(Items from a dataset)
━━━━━━━━━━━━━━━━━━━━━━━━━━━━━━

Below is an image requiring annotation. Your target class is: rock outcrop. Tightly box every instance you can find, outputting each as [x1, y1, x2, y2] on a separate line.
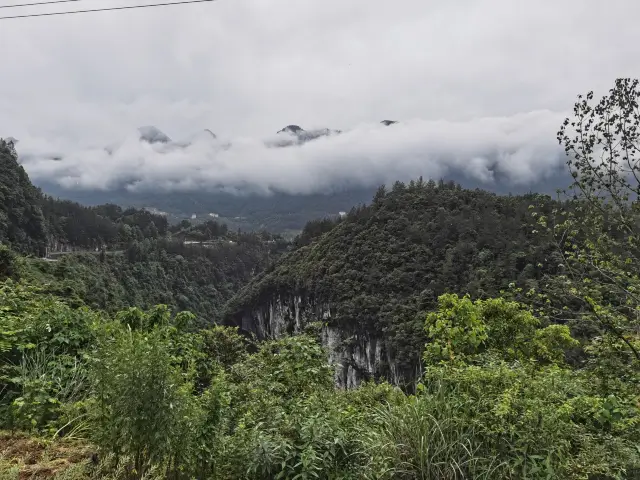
[233, 293, 408, 389]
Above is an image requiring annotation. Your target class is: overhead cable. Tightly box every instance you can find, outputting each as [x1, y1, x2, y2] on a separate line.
[0, 0, 215, 20]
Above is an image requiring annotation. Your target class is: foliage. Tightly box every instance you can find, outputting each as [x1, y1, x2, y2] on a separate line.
[423, 293, 487, 364]
[228, 335, 335, 428]
[0, 139, 48, 255]
[365, 391, 497, 479]
[10, 348, 88, 432]
[419, 290, 639, 478]
[532, 78, 640, 365]
[0, 274, 638, 479]
[417, 362, 639, 480]
[0, 245, 20, 281]
[41, 198, 170, 252]
[293, 216, 343, 248]
[214, 379, 403, 480]
[24, 230, 286, 325]
[0, 280, 99, 432]
[226, 180, 561, 384]
[424, 294, 578, 365]
[200, 325, 249, 368]
[89, 307, 200, 477]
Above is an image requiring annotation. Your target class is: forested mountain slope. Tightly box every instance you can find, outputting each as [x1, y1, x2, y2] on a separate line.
[1, 138, 172, 254]
[1, 138, 288, 323]
[0, 140, 48, 255]
[25, 232, 286, 324]
[225, 179, 562, 387]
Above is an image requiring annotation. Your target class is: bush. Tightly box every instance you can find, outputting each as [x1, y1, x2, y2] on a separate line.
[0, 245, 20, 281]
[418, 362, 639, 479]
[365, 392, 502, 479]
[89, 313, 196, 477]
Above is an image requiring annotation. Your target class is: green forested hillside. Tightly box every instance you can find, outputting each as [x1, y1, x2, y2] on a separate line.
[0, 140, 48, 255]
[226, 179, 563, 377]
[24, 233, 286, 324]
[41, 198, 171, 250]
[0, 260, 637, 479]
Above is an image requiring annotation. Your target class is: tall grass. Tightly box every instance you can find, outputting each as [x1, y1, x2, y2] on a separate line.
[365, 391, 507, 480]
[8, 347, 89, 432]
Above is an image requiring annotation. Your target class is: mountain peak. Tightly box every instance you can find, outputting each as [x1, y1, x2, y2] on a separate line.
[138, 126, 171, 144]
[277, 125, 304, 134]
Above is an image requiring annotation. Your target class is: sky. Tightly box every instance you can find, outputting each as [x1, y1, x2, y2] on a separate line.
[1, 0, 640, 194]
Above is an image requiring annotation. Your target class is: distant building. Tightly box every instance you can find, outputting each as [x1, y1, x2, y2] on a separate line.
[339, 211, 347, 218]
[209, 213, 219, 218]
[191, 214, 197, 220]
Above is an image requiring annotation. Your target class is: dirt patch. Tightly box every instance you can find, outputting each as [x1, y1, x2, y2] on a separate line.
[0, 433, 46, 461]
[0, 432, 94, 479]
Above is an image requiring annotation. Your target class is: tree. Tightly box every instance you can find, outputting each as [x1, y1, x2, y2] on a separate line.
[0, 244, 20, 280]
[424, 294, 577, 366]
[0, 139, 48, 255]
[546, 78, 640, 362]
[90, 308, 199, 477]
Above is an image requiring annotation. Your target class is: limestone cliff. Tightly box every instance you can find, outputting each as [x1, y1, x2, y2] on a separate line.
[231, 293, 414, 389]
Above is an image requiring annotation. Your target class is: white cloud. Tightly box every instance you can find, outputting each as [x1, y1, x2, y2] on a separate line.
[19, 110, 566, 194]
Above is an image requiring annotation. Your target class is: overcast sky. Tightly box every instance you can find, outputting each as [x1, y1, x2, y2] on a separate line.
[2, 0, 640, 193]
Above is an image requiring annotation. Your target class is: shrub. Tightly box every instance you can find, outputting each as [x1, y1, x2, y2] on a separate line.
[89, 315, 196, 478]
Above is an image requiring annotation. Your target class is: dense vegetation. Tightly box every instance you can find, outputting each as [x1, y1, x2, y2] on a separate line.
[23, 233, 285, 324]
[225, 180, 563, 383]
[0, 265, 637, 479]
[0, 140, 48, 255]
[0, 79, 638, 479]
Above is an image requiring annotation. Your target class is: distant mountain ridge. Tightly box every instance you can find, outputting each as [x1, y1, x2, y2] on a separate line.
[272, 124, 341, 146]
[272, 120, 397, 145]
[9, 118, 571, 232]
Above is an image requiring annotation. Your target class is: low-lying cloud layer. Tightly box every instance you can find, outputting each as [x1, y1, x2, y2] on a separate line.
[17, 110, 567, 195]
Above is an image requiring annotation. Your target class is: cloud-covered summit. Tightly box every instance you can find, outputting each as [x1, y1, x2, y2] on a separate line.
[269, 124, 341, 147]
[138, 126, 172, 144]
[16, 110, 568, 196]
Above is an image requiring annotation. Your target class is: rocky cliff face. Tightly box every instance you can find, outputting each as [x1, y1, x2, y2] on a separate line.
[234, 293, 412, 389]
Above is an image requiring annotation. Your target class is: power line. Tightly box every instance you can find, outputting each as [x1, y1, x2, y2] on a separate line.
[0, 0, 82, 9]
[0, 0, 83, 9]
[0, 0, 215, 19]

━━━━━━━━━━━━━━━━━━━━━━━━━━━━━━

Work request. Write out the data above in full and exactly, but not the pictures.

Written reply.
Below is an image requiring annotation. Your target class is: rock outcrop. Tightly box every instance you can find, outputting each as [x1, y1, x2, y2] on a separate line.
[233, 293, 408, 389]
Above is an image requiring annotation. Your target class is: overhead cable. Tightly box every instance you can find, outputting each as [x1, y1, x2, y2] on a separate line.
[0, 0, 215, 20]
Above is an image requiring annotation. Your target class is: foliage. Tightly box every instance you can find, outputting each as [x1, y1, x2, y2] on a separate line.
[423, 293, 487, 364]
[228, 335, 335, 428]
[0, 139, 48, 255]
[365, 391, 497, 479]
[10, 348, 88, 432]
[419, 290, 639, 478]
[532, 78, 640, 365]
[0, 274, 638, 479]
[417, 362, 639, 480]
[0, 245, 20, 281]
[41, 198, 170, 252]
[293, 216, 343, 248]
[214, 379, 403, 480]
[24, 230, 286, 325]
[0, 280, 99, 432]
[226, 180, 561, 384]
[424, 294, 578, 365]
[200, 325, 249, 368]
[89, 307, 200, 477]
Above is an image requiring annotation. Your target class is: forested mountain slope. Tightly box every instance you can find, outputting each as [x1, y1, x2, y2] on a separate line.
[1, 138, 172, 254]
[1, 138, 288, 323]
[0, 140, 48, 255]
[25, 232, 286, 324]
[225, 179, 562, 387]
Above is an image requiring annotation. Your target class is: bush. Tightly box every instance you can find, outputting each as [x1, y1, x2, y2] on a separate line.
[0, 245, 20, 281]
[418, 362, 639, 479]
[365, 392, 502, 479]
[89, 313, 196, 477]
Above is an image requiring annotation. Your target class is: green forested hillside. Tightly box every instance you can find, outputting each as [x1, y1, x2, y2] on a separate line.
[0, 140, 48, 255]
[226, 179, 563, 377]
[24, 233, 286, 324]
[41, 198, 171, 250]
[0, 260, 637, 479]
Above is an image requiring annotation. Your target class is: tall grass. Tightly box every instance you can find, outputting each as [x1, y1, x2, y2] on a separate line.
[365, 391, 507, 480]
[8, 347, 89, 432]
Above is an image requiring annotation. Your target class is: mountain peak. Tightly box every instance you can find, outputting each as [x1, y1, x2, y2] on a separate line.
[138, 126, 171, 144]
[277, 125, 304, 134]
Above is an image requiring annotation. Your target class is: sky. Tightly box every instance you can find, outputting each as [x1, y1, x2, y2] on a separate line.
[1, 0, 640, 194]
Above is an image requiring annotation. Your target class is: distant building. Tightly box every instance you can find, outputting each as [x1, y1, x2, y2] on a separate line.
[339, 211, 347, 218]
[209, 213, 219, 218]
[191, 214, 197, 220]
Above is an image requiring annotation. Your target class is: dirt patch. Tightly box every instance you can find, outputting each as [x1, y1, x2, y2] on a separate line.
[0, 433, 46, 461]
[0, 432, 94, 479]
Above is an image requiring annotation. Your target class is: tree. Tightly box every instance you can find, outputting each as [x1, y1, x2, y2] on a separate line.
[0, 244, 20, 280]
[424, 294, 577, 366]
[0, 139, 48, 255]
[546, 78, 640, 362]
[90, 308, 199, 477]
Above is an image requiring annotation. Your target class is: limestone cliff. Tightly box every instance you can find, outputting each as [x1, y1, x2, y2] on a separate line.
[231, 293, 414, 389]
Above is an image requiring annotation. Your target class is: white cloud. Tightly box every instance you can find, outputting each as [x1, y1, x2, y2] on a separate line.
[19, 110, 566, 194]
Above is an image requiring annotation. Your target class is: overcast sky. Tightly box every instance you can find, outputting each as [x1, y1, x2, y2] on a separate line.
[2, 0, 640, 193]
Above is an image requiring annotation. Your target class is: shrub. Tightly box every instance you can find, outputting each as [x1, y1, x2, y2] on a separate line.
[89, 315, 196, 478]
Above is an image requiring annotation. Your target class is: dense vegetation. Tightly box every instance you can find, outputting each as [x1, y1, x2, y2] on a separate line.
[23, 233, 285, 324]
[225, 180, 563, 383]
[0, 265, 637, 479]
[0, 140, 48, 255]
[0, 79, 638, 479]
Above is an image requiring annotation. Your target class is: distant mountain ridge. Tightly box every instance you can find, outputting each as [x1, y1, x2, y2] on a separate line.
[272, 124, 341, 146]
[272, 120, 397, 145]
[9, 118, 571, 232]
Above is an image requiring annotation. Your target class is: low-lying cloud layer. Tightly box every instance you can find, outputting each as [x1, y1, x2, y2] on a separate line.
[17, 110, 567, 195]
Above is an image requiring annotation. Your target class is: cloud-covered summit. Tightly box every instance you can find, outputting each as [x1, y1, x2, y2] on a separate line.
[269, 124, 341, 147]
[138, 126, 172, 144]
[16, 110, 568, 196]
Above is an image requiring annotation. Your target class is: rocky cliff face. Tightly box every instance you can find, outputting each as [x1, y1, x2, y2] on a separate line.
[234, 293, 412, 389]
Above is an image requiring annotation. Your target class is: power line. Tightly box every instance you can find, outputting each as [x1, y1, x2, y2] on a separate line.
[0, 0, 82, 9]
[0, 0, 83, 9]
[0, 0, 215, 19]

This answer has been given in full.